■ **Data excerpts**:
——
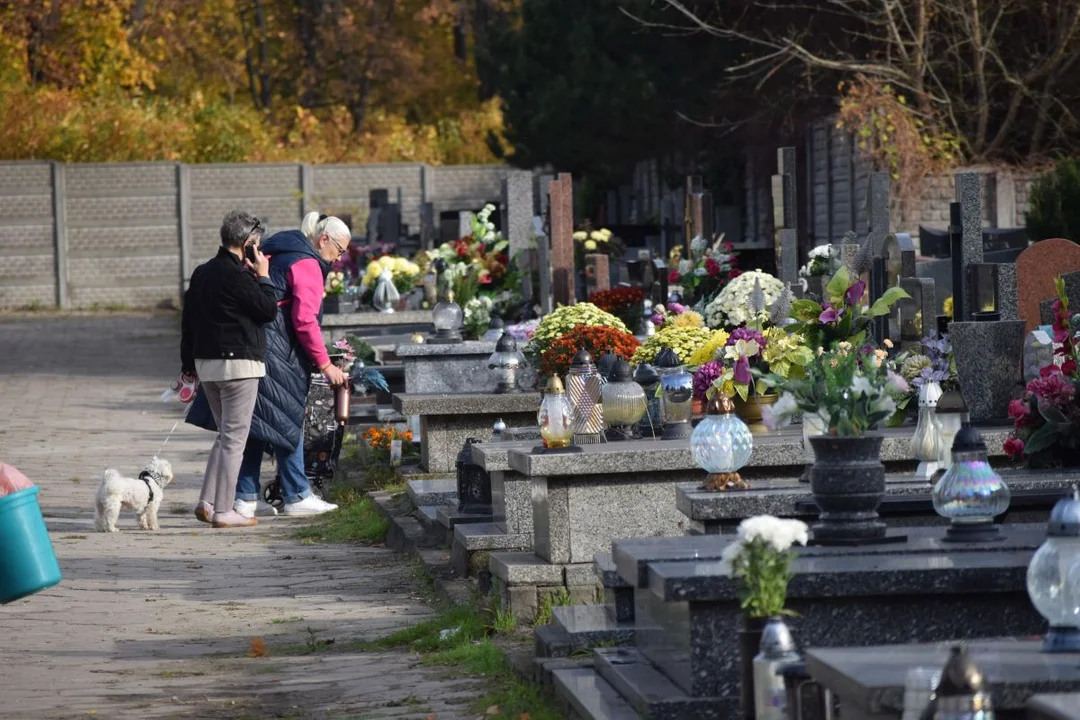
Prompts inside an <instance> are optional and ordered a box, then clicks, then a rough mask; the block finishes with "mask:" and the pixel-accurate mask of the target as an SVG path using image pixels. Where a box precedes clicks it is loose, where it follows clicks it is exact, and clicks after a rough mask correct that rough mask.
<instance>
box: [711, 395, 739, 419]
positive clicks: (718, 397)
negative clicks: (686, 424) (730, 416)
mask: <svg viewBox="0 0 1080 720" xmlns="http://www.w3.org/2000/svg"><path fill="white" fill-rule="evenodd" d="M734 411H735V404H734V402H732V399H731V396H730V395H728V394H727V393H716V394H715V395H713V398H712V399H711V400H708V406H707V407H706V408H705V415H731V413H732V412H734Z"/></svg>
——
■ **What is being asked**: Check every line above for the word "instance" and copy those that have it.

■ **Your response**:
Prompts inside an <instance> are optional and ordered a box, then clicks, then a rough mask; the block finishes with "mask:" and the pixel-accurate mask of the target as an SVG path using image pixels. Where a box precedes clicks it is loose, where it follows clicks it is exact, and clicks after a rough mask correct that rough mask.
<instance>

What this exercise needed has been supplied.